TASK DETAILS
Return all entries precisely as they stand, without the images.

PROVIDED ENTRIES
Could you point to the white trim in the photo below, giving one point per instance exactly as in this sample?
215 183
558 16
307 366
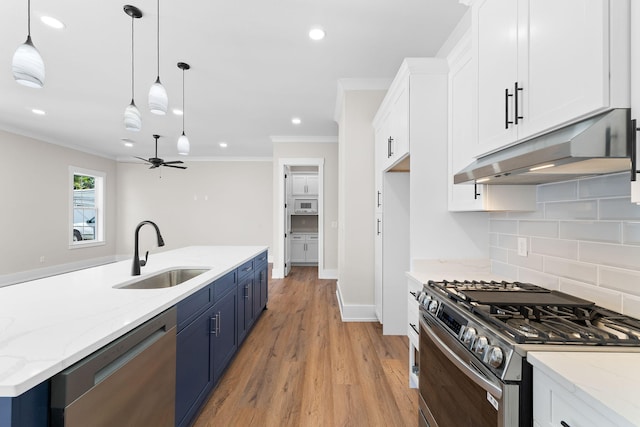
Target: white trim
328 274
355 312
329 139
282 162
25 276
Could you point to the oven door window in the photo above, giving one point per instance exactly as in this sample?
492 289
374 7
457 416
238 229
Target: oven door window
452 398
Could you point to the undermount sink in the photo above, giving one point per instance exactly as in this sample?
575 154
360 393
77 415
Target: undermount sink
165 279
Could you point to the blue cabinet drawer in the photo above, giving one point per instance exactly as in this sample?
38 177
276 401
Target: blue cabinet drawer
190 307
245 269
260 259
224 285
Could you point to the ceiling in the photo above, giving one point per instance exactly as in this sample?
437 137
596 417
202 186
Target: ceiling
253 68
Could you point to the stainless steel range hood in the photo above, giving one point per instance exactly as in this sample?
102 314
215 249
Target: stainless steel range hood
595 146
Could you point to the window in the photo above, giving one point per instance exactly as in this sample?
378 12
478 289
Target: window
87 207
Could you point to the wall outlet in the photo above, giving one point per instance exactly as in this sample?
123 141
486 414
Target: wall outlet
522 246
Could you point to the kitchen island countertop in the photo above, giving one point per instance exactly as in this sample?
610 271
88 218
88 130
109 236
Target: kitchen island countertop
49 324
606 382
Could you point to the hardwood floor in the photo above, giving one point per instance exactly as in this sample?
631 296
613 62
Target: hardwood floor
302 366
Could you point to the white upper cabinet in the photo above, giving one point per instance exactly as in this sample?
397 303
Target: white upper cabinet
545 63
304 185
463 139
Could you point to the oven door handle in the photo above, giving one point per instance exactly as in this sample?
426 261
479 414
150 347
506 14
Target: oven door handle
464 367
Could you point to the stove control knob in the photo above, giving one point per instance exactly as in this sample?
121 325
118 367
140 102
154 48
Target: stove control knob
468 336
495 356
480 345
433 306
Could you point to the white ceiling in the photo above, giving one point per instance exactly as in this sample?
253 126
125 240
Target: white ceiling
253 68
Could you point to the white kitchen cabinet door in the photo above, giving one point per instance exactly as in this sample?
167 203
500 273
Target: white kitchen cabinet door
496 50
566 72
462 140
543 64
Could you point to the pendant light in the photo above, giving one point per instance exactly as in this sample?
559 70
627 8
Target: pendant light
132 117
27 64
183 141
158 99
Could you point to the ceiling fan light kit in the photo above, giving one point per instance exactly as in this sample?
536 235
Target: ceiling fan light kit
27 64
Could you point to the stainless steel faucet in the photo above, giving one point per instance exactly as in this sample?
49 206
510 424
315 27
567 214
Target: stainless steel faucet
137 262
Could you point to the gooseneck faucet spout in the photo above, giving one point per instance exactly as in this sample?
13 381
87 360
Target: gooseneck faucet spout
137 263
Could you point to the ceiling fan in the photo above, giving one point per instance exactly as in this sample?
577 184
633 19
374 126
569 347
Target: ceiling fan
156 161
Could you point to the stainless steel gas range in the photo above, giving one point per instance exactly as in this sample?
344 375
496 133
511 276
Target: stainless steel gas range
474 337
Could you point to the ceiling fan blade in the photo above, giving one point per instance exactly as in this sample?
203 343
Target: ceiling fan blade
173 166
144 160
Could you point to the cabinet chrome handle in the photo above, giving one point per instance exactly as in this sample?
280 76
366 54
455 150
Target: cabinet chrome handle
214 326
517 115
507 122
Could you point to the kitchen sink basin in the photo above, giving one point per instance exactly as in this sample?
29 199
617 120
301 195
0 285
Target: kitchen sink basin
166 279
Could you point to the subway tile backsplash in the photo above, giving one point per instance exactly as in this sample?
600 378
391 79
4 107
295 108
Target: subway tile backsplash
583 239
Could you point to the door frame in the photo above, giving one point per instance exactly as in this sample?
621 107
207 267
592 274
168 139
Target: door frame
278 267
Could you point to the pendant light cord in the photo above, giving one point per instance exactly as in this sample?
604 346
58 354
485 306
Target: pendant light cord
158 38
132 58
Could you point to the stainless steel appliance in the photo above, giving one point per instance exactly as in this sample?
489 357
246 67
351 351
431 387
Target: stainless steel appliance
305 206
474 336
129 382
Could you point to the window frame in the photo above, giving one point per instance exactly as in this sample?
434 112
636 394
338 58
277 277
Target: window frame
100 203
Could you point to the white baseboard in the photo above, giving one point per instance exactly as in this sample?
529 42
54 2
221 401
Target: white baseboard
328 274
355 312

SOLUTION FOR THIS PROBLEM
Could you point to the white trim in the photo below, giving one point per instance exactly as in this sample?
215 183
558 16
307 366
Target: white trim
328 274
355 312
329 139
282 162
25 276
Could you point to the oven door window in the photo above, giving one point per instance exactly as in this sample?
492 289
374 7
457 416
238 229
Target: oven door window
452 398
Could you point to the undermount sink in the photo above, giving one point per instance exactly as in this sample?
575 154
360 393
77 415
Target: undermount sink
165 279
Could you point to the blue cabinet drawer in the photo above, giving one point per instance exactly as in this sample?
38 177
276 401
Target: blue cabinet drawer
190 307
245 269
260 259
224 285
Could you point to the ceiling in the photo above, giving one point per instance exactly as in this sample?
437 137
596 417
202 186
Target: ceiling
253 68
Could you point to the stainless steel range hood in the photo above, giving one point per instance exactly as in this sample?
102 314
215 249
Target: stainless steel range hood
595 146
Could you point to the window in the photo above, giving one point per instance exactly as in this sample?
378 12
478 289
Target: window
87 207
Could you point to the wall outlet in the photo above, giving one point per instance exactly as in this sample?
123 141
486 414
Target: wall outlet
522 246
Could you point to the kitchen island countertop in the photo above, giving one point per instance exactly as in this sample?
610 271
88 218
88 130
109 236
Target: kitchen island countertop
49 324
606 382
Could you point to the hardwood floor in the photo above, giving one point per instance exactly as in this sample?
631 296
613 62
Target: hardwood floor
302 366
Could you point to the white upper cabinet in the photo above, giving one point per instance exactly as in this sample?
397 303
Target: white upper cabinet
545 63
304 185
463 139
Could you point to the oven door handle in the photo above, giving one point per instance exactly as in this sample?
426 261
479 414
150 347
506 14
Target: oven door handle
464 367
Could you point to the stove control knob in the photo above, giving one point per instance exactly as in this sample?
121 325
118 367
140 102
154 48
Target: stove control knob
468 336
495 356
480 345
433 306
Could you point to the white ceiling in the photo above, giving one point per instance exactly as in this sample?
253 126
125 240
Target: white ceiling
253 68
Could you point to the white kitchen cabinet door in the photo above, giving one point per instance exactly as in this sample?
167 203
500 273
Target: white kitchen cabinet door
496 50
566 72
462 140
543 64
Could you point to the pendant light in the photo above, giving one point per instance exactly as in this sample?
559 70
627 8
Target: pendant light
132 117
27 64
183 141
158 99
Could you point to the ceiling fan light kit in the photo above, giving one point per instance exactly as in this sample?
536 235
Target: ceiling fan light kit
27 64
Could you point to the stainless steel faucet in the photo above, giving one point per instance exactly as in this sample?
49 206
510 424
315 27
567 214
Target: stainless steel faucet
137 262
Could you point to the gooseneck faucet spout in the photo above, giving one point per instance exactly as in this sample?
13 381
87 360
Target: gooseneck faucet spout
137 263
Could you point to the ceiling fan in the photo above, giving one point per instance exactly as in this sample?
577 184
633 19
374 126
569 347
Target: ceiling fan
156 161
Could you point to the stainless steel gas range in the photo above, giving one point per instance exactly as in this sample?
344 375
496 133
511 276
Target: stainless steel gas range
474 337
Could you point to the ceiling fan blade in the photo above, giving one point per instance exactly as in this sample?
203 343
Target: ceiling fan blade
173 166
144 160
Could you point to the cabinet chrome handle in the photo above, giving one point per instance exactly as in this sample?
280 76
366 54
455 150
Target: cabinet chrome handle
214 326
517 115
507 122
Could you point to the kitchen sink basin in the photo above, giving one point per instance exactly as in this sample?
29 199
617 120
301 195
0 285
Target: kitchen sink basin
166 279
Could you point to the subway tile backsplash in the photo above, giving one point per instance exactly as in this sample?
600 378
391 79
4 107
295 108
Target: subway tile backsplash
583 239
Could you point to the door frame in the photo above, giving one point per instance exactly as in this sample?
621 107
207 267
592 274
168 139
Target: door frame
278 267
Could you point to the pendant light cord in the photo above, giving one point per instance exactly as in this sample?
604 346
58 354
485 306
Target: pendant light cord
158 38
132 58
Could you point to the stainless steel appliance in the photo above, giving one point per instance exactly as in this sample?
489 357
246 67
351 351
431 387
Target: stainless steel appliance
305 206
474 336
129 382
Could you point to the window frame in the photo above, giving one point per instance exactly as in this sample?
434 112
636 394
338 58
277 277
Target: window frame
100 203
Could you point to the white baseboard in the photo above, giving one point per instance exactly as in this sample?
529 42
54 2
221 401
Target: white baseboard
328 274
355 312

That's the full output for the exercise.